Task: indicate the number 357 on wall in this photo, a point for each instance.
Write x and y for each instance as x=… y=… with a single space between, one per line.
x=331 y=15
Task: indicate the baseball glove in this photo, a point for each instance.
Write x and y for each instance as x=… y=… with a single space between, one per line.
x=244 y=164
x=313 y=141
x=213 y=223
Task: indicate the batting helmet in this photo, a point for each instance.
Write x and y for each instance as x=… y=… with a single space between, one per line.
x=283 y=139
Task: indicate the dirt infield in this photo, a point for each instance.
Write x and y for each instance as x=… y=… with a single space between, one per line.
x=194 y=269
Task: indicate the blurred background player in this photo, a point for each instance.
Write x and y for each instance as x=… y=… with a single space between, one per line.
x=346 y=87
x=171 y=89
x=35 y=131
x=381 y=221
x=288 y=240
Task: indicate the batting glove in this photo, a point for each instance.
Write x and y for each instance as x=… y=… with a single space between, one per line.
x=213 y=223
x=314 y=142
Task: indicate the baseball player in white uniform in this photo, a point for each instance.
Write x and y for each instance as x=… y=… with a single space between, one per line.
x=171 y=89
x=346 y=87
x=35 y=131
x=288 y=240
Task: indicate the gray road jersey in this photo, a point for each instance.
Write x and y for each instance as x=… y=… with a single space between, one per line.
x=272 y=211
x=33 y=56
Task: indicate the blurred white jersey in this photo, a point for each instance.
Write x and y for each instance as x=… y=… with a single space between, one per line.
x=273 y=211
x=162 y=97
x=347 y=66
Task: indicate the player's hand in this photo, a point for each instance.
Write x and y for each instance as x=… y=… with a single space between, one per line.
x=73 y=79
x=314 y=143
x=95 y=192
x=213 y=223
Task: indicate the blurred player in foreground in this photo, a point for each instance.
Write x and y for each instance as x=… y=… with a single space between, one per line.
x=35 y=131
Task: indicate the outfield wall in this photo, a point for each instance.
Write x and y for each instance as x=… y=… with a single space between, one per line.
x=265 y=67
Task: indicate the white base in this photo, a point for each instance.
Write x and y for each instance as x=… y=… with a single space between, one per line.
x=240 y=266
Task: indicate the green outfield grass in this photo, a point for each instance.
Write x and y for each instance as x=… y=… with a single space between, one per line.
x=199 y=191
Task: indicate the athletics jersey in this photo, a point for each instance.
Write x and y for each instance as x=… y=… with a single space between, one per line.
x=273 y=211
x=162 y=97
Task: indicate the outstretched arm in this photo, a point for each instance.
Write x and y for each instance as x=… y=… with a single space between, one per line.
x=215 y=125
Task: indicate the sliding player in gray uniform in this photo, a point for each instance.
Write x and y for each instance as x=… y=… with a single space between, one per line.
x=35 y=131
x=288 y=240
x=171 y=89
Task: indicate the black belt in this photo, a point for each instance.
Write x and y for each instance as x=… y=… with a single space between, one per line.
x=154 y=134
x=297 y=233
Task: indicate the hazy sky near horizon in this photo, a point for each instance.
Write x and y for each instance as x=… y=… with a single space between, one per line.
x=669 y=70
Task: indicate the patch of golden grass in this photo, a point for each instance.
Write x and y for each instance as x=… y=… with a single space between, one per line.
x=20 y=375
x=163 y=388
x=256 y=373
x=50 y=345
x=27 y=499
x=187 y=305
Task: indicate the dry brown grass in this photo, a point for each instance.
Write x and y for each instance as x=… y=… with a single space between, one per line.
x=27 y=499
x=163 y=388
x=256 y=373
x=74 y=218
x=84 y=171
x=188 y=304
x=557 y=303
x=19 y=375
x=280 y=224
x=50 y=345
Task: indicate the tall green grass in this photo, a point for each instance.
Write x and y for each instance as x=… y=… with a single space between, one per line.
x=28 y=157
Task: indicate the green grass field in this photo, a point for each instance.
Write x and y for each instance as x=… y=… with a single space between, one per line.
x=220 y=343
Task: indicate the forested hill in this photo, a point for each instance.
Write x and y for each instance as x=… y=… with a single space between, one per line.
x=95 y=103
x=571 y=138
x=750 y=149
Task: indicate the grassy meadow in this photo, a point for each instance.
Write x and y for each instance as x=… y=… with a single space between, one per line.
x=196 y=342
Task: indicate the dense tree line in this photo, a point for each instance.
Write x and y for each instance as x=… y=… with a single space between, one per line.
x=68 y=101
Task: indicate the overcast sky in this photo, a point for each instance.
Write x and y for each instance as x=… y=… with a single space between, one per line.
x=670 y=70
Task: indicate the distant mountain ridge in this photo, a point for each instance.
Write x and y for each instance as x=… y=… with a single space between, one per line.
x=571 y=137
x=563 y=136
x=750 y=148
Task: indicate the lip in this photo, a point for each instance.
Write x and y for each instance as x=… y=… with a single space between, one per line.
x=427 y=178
+++++
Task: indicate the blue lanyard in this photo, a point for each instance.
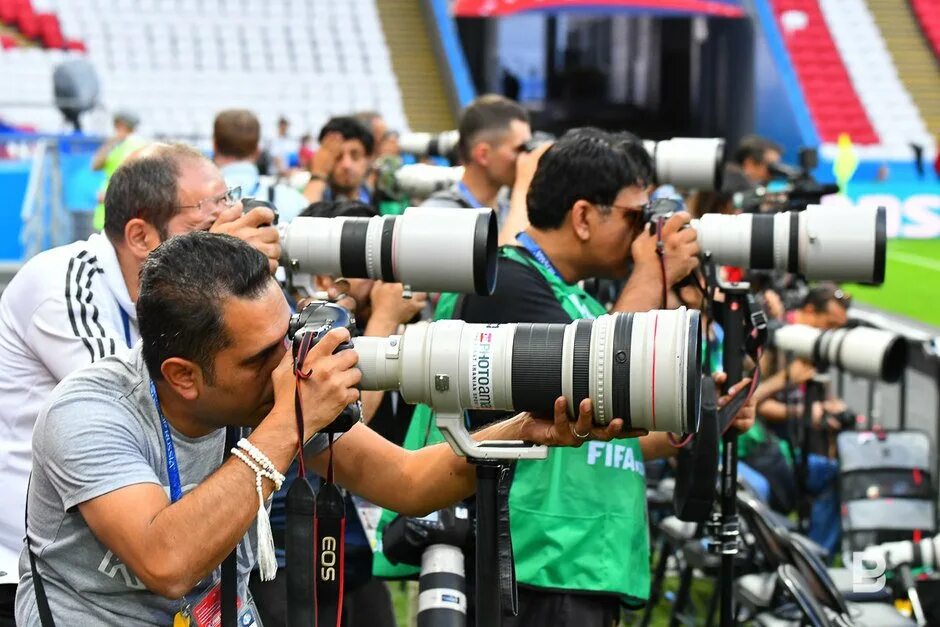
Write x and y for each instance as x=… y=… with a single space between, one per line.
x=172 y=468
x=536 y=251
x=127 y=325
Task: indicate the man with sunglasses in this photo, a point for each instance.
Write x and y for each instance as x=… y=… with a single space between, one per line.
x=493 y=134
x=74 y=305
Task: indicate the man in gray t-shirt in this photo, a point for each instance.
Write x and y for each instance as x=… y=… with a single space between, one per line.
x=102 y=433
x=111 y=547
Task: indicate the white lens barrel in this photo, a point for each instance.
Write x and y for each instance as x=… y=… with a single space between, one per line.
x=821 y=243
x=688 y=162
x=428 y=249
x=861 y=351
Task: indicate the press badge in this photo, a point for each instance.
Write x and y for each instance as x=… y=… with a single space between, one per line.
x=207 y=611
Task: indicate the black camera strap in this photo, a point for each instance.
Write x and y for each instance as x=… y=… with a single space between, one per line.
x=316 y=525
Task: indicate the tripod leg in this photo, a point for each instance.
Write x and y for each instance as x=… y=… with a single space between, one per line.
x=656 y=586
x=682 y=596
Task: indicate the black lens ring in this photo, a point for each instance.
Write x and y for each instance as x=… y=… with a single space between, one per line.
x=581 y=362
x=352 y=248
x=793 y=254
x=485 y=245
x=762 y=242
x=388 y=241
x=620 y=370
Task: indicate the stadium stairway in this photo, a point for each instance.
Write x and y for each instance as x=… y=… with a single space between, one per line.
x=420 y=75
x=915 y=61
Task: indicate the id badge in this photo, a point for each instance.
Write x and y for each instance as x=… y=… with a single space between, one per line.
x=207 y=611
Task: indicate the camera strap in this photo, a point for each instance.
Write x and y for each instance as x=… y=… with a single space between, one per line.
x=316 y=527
+++++
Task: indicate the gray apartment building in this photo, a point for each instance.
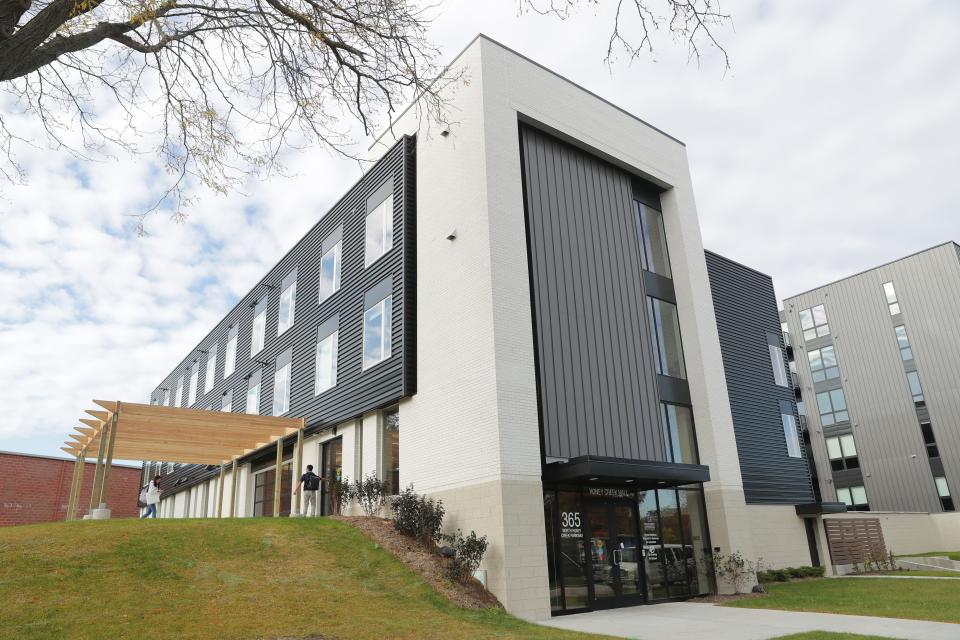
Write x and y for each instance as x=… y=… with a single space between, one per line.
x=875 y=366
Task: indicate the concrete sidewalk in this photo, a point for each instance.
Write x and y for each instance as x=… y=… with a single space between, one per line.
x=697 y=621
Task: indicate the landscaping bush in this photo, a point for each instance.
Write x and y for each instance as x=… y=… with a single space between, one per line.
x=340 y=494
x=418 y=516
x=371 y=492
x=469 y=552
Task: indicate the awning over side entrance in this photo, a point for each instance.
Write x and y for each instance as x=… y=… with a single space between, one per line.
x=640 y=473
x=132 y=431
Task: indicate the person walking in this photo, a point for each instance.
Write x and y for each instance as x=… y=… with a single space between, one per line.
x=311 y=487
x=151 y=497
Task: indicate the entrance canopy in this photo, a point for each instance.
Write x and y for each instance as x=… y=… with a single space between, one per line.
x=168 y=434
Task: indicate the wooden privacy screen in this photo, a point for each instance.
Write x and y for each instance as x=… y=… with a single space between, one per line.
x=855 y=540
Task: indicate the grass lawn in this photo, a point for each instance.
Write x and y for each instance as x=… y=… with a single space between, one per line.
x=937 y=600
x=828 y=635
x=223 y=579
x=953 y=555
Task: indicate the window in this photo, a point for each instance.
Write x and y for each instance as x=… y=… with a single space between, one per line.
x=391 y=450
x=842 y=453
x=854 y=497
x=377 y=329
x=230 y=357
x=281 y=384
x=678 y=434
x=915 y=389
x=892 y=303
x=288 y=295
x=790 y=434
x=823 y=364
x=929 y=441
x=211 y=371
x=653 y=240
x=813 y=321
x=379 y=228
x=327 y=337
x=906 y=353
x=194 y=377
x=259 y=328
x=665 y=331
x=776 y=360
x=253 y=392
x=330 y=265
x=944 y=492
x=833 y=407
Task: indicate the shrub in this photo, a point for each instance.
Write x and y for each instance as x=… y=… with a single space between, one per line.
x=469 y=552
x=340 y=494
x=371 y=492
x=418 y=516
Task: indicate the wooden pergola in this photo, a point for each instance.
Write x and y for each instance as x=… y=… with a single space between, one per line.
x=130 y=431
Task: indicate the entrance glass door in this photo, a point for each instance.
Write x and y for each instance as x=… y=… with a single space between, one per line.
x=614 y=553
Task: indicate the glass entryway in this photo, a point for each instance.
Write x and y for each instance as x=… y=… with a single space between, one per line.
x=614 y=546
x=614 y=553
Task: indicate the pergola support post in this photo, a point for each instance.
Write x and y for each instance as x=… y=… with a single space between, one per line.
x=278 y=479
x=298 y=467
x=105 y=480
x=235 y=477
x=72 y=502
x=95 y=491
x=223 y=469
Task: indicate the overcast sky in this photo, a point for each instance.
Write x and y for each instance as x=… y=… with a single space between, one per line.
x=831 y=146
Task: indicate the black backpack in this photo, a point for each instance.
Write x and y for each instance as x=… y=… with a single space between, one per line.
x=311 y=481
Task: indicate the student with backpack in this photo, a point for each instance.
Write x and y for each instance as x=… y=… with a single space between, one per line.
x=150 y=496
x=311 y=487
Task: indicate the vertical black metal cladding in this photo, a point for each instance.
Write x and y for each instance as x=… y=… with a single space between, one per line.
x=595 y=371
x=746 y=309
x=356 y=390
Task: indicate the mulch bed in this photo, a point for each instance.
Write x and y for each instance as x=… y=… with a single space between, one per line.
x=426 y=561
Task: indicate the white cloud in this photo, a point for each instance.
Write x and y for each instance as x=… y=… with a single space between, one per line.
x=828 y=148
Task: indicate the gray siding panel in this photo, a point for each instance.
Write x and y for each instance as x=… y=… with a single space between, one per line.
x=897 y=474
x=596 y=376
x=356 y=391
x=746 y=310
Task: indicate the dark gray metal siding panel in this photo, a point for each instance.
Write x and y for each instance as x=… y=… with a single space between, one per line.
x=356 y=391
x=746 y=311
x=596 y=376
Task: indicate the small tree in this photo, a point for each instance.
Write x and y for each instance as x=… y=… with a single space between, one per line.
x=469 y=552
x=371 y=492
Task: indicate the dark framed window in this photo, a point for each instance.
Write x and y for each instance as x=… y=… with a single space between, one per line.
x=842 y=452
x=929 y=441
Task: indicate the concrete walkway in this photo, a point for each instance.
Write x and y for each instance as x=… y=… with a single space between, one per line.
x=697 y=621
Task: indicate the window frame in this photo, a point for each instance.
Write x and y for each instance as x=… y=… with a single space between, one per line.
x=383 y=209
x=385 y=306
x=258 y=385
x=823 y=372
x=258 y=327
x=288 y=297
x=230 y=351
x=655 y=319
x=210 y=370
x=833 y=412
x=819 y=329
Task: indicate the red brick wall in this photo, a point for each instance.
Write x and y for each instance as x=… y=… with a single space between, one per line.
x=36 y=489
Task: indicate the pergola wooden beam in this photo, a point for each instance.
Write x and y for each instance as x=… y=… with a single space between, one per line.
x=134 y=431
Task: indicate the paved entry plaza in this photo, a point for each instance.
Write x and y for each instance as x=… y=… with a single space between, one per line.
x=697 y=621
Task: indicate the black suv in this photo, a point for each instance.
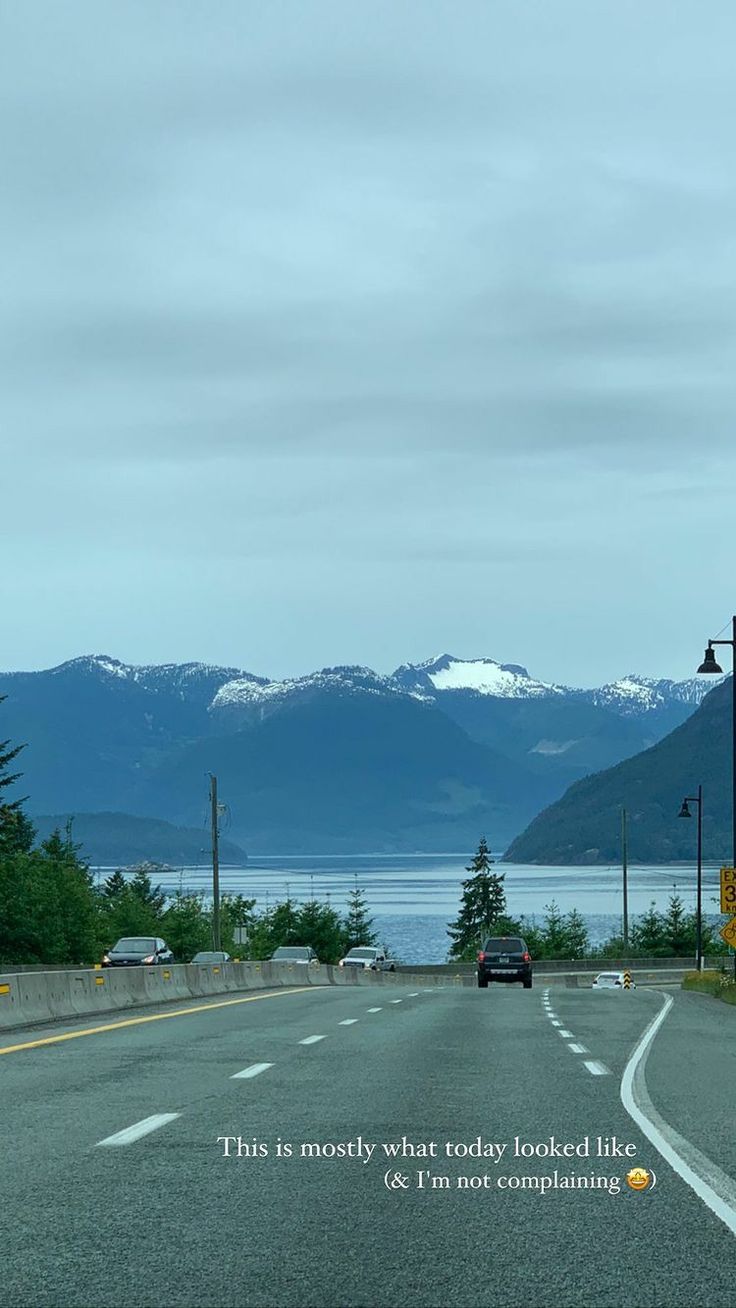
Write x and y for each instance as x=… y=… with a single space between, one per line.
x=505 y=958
+++++
How to complete this task:
Go through the entries and copy each line holding the string "lens".

Worked solution:
Task: indicate the white lens barrel in this photo, a point for each instance.
Task: indicate the black lens ring in this photo, a point for each instance.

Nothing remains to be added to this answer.